***** Materials provided

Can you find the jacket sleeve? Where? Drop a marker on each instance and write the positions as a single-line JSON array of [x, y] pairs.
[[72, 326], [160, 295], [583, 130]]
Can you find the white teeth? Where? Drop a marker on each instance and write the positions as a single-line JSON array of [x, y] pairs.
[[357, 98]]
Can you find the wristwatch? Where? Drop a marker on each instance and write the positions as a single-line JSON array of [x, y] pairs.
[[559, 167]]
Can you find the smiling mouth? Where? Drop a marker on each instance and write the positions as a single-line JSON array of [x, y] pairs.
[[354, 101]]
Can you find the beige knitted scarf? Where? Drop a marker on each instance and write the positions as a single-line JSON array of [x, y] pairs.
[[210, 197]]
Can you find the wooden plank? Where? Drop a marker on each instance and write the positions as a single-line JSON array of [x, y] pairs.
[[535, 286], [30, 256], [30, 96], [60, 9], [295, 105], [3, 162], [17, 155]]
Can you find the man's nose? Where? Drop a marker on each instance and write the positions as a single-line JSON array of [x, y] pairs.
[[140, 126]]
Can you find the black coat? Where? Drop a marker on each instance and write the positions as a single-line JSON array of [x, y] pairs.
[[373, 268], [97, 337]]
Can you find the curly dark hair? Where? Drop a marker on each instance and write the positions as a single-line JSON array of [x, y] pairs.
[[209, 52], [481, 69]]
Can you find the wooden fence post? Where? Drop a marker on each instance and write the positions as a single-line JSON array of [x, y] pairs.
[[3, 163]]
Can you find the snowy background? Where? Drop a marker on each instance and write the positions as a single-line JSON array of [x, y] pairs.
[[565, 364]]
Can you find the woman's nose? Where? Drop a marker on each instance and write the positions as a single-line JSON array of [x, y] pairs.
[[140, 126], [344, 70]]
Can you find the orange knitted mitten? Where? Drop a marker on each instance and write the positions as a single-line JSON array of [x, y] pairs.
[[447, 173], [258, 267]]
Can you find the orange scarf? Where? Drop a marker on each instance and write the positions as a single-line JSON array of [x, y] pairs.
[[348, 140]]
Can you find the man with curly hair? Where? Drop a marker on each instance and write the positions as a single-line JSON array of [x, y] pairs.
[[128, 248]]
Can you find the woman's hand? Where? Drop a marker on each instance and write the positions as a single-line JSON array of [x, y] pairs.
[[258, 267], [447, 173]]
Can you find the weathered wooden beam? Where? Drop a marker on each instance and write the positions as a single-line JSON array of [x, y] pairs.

**********

- _What the task requires_: Reproduce all of the lines above word for word, keeping them in their original order.

- _Response below_:
Can you find the jacket sleeve? Where? Drop a marker on each instance and write the positions as a single-line JSON array of [x, y] pairs.
[[72, 326], [160, 295], [583, 130]]
Can you find the white teeth? Where? Drop a marker on each instance and write the positions as a single-line JSON array of [x, y] pairs.
[[357, 98]]
Can you find the wristwatch? Where? Drop a marker on each instance and write the positions as a single-line JSON array of [x, y] pairs.
[[559, 167]]
Can you find the smiling mouth? Where? Drop a marker on each instance and write the positions as a single-line JSON array of [x, y] pairs.
[[354, 101]]
Can you find the beige knitted scarf? Where? Drop a marker on each instance and write the positions as a single-line JSON array of [x, y] pairs.
[[210, 197]]
Can you find the wooden plank? Where? Drop a marker on each instance and write the positions as a single-line JSON array of [x, y] pairs.
[[535, 286], [30, 256], [30, 96], [60, 9], [295, 105], [3, 162], [17, 155]]
Can you find the man's nose? Where? Drop a marker on each instance and write the positions as a single-line JSON array of [x, y] pairs.
[[140, 126]]
Can you find the black coat? Where? Drop a marker on each instance and write the positions as a single-line JSON array of [x, y] pairs.
[[373, 268], [97, 337]]
Can you find the curly dark hair? Where? Drop a marker on each instance and write the positions as a single-line JSON array of [x, y] pairs.
[[209, 52], [481, 69]]
Can you find the wooden fence post? Where? Drop a marker on each instance and write the positions as a single-line JSON array of [x, y] pairs.
[[3, 163]]
Can you find the snowy background? Where? Drop a marker on each instance and write the positions as a single-line JSON array of [x, y] pairs.
[[565, 364]]
Can you find the woman's nose? Where? Drop a marker on each instance and write the positions as a single-line JSON array of [x, y] pairs.
[[140, 126], [344, 70]]
Can you find the orange knitted mitten? Where? Drop a marker on each instance and write the positions as a single-line JSON array of [x, y] pairs.
[[447, 173], [258, 267]]
Can you find the orange scarf? Where? Drop a marker on each instance and write the positions as a single-line JSON array of [x, y] pairs.
[[348, 140]]
Can you find the man with curly hair? Where? Drop a marker on each instance and write the positions as a single-line JSON array of [x, y] pairs.
[[128, 248]]
Can you find the woman's hand? Where? Drop a marker on each instance and write the positions as a single-line JSON array of [x, y] pairs.
[[258, 267], [447, 173]]
Can you find the weathered wooden beam? Where? Drop a marker on each instance and write the positions as a single-line JSON array of [x, y] pairs.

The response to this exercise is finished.